» **Tugas yang Dikerjakan**:
1. Tuliskan kembali bagian dari teks tentang caleg gagal, semuanya mulai dari "Oleh Imron Supriyadi" hingga "hadapi saat ini.".
2. Ringkaslah paragraf dalam teks tentang caleg gagal yang diawali dengan "Kesal, kecewa akibat gagal" menjadi lebih singkat tanpa menghilangkan fakta pokoknya.
3. Sebutkan semua tindakan di luar logika normal yang dilakukan sebagian caleg gagal menurut paragraf pertama teks tentang caleg gagal.

» **Kutipan Dokumen**:

Senin, 16 Januari 2012

SUFISME CALEG GAGAL

Oleh Imron Supriyadi

Hasil pemilu 9 April 2009, telah membuat sebagian calon legislatif (Caleg) yang gagal, menjadi tidak rasional. Sebagian dari mereka kemudian membuang akal sehat, dengan melakukan hal-hal diluar logika normal manusia pada umumnya. Penutupan Sekolah Dasar karena merasa berjasa atas pembangunannya, pembongkaran saluran air rakyat, karena atas bantuannya, pengambilan kembali ambal masjid yang diberikan pada masa kampaye, melarikan diri dari tanggungjawab utang piutang, sampai mengakhiri hidup dengan gantung diri. Tragis. Tetapi inilah realitas yang tengah kita hadapi saat ini.

Kesal, kecewa akibat gagal dalam pen-calegan adalah manusiawi! Tetapi jika dirunut, semua ini akibat dari kecenderungan manusia yang selalu mengukur urusan gagal dan berhasil, dengan “logika sebab dan akibat” (kausalitas). Sehingga dalam memahami kalah-menang pemilu menjadi kalkulasi untung-rugi; berapa yang diberikan, dan berapa yang diperoleh. Ketika tidak ada kesesuaian antara pengeluaran dan pendapatan, yang timbul kemudian stress dan depresi. Atau sebagian mencurigai pihak lain; mengapa ini bisa terjadi? Ada apa dibalik kekalahan? Apakah ini rekayasa? Ada manipulasi suara? KPU yang tidak profesional? Semua cenderung menyalahkan pihak lain. Ini semua terjadi, karena sebagian caleg dan tim-suksesnya memahami realitas politik dalam perspektif kausalitas tadi.

Secara sadar atau tidak, asumsi negatif terhadap hasil pemilu, sebenarnya sudah keluar dari term politik itu sendiri, yang mengatakan; politik tidak bisa dihitung seperti matematika (bukan kausalitas). Pengamat politik selalu mengatakan; konstelasi politik tidak bisa dihitung dengan logika; satu ditambah satu sama dengan dua. Bukankah kalimat ini sudah sedemikian mengkristal bagi sekian banyak politisi kita? Lantas mengapa harus menuduh salah terhadap institusi KPU? Atau mengapa harus mengkambinghitamkan pihak lain, bila politik memang bukan rumus matematika yang menerapkan hukum kausalitas?

» **Bahan yang Disediakan**:
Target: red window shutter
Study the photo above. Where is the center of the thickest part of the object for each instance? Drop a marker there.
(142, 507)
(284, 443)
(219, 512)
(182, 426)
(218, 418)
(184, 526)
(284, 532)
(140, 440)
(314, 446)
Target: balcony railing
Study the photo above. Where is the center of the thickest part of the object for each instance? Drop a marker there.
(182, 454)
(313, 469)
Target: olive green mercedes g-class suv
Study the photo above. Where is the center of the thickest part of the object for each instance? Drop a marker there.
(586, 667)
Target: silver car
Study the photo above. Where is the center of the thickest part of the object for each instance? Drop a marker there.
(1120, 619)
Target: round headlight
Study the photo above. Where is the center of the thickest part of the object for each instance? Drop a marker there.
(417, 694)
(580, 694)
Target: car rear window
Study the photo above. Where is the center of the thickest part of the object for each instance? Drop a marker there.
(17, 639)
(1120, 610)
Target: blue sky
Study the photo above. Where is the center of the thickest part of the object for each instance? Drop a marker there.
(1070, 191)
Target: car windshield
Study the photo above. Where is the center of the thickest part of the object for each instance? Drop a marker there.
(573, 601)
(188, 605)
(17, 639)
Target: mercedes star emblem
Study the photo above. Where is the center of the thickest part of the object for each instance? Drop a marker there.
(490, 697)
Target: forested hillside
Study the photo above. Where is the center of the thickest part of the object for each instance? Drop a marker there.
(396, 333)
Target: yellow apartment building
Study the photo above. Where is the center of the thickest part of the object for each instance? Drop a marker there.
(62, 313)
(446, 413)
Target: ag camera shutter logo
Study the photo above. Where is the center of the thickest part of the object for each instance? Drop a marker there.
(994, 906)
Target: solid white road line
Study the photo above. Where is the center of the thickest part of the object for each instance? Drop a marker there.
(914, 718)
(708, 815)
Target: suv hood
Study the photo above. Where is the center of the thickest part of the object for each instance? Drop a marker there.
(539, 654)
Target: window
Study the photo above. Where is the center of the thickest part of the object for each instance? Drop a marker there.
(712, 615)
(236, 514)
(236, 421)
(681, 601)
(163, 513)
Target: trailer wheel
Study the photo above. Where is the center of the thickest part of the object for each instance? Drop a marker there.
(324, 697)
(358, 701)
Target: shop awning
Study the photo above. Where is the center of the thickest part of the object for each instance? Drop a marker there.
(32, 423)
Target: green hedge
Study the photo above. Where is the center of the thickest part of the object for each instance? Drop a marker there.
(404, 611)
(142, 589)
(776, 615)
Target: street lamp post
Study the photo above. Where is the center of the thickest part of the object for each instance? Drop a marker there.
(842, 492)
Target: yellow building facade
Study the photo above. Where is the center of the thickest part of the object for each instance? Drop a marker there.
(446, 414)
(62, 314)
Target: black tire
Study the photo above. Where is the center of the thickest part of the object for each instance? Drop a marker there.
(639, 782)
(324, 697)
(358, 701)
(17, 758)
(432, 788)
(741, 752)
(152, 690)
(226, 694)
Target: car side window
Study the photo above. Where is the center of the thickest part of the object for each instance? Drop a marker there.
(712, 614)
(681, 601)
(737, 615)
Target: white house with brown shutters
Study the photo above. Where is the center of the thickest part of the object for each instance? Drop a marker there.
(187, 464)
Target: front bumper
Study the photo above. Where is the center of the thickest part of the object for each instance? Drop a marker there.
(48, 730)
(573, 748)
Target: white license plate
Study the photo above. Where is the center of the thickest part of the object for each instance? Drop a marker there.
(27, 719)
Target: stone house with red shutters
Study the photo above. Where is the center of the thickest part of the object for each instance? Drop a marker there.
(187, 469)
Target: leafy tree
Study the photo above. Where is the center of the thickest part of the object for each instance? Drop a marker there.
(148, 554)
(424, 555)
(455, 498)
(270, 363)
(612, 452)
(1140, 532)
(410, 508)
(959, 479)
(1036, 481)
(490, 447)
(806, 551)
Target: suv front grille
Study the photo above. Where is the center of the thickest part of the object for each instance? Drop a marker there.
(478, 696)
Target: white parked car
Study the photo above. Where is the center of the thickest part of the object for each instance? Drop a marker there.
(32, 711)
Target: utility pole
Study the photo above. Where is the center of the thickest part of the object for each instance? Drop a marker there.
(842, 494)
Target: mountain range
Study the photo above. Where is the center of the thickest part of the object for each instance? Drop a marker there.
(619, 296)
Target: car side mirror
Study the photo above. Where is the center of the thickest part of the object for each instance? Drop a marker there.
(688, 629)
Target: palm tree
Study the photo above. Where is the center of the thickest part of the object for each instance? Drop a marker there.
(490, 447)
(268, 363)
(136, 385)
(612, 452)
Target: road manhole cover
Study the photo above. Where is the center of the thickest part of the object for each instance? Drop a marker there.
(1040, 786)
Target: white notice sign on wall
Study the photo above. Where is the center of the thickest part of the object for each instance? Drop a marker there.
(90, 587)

» **Kunci Jawaban**:
1.
Oleh Imron Supriyadi

Hasil pemilu 9 April 2009, telah membuat sebagian calon legislatif (Caleg) yang gagal, menjadi tidak rasional. Sebagian dari mereka kemudian membuang akal sehat, dengan melakukan hal-hal diluar logika normal manusia pada umumnya. Penutupan Sekolah Dasar karena merasa berjasa atas pembangunannya, pembongkaran saluran air rakyat, karena atas bantuannya, pengambilan kembali ambal masjid yang diberikan pada masa kampaye, melarikan diri dari tanggungjawab utang piutang, sampai mengakhiri hidup dengan gantung diri. Tragis. Tetapi inilah realitas yang tengah kita hadapi saat ini.

2. Kekesalan dan kekecewaan caleg yang gagal itu manusiawi, tetapi bersumber dari kecenderungan mengukur gagal dan berhasil dengan logika sebab-akibat (kausalitas). Akibatnya, kalah-menang pemilu dipahami sebagai hitungan untung-rugi antara yang diberikan dan yang diperoleh. Bila pengeluaran tidak sesuai dengan pendapatan, timbul stres dan depresi, atau kecurigaan terhadap pihak lain, seperti dugaan rekayasa, manipulasi suara, dan KPU yang tidak profesional. Semua itu terjadi karena sebagian caleg dan tim suksesnya memahami realitas politik dari perspektif kausalitas.

3.
- Penutupan Sekolah Dasar karena merasa berjasa atas pembangunannya
- Pembongkaran saluran air rakyat karena dibangun atas bantuannya
- Pengambilan kembali ambal masjid yang diberikan pada masa kampanye
- Melarikan diri dari tanggung jawab utang piutang
- Mengakhiri hidup dengan gantung diri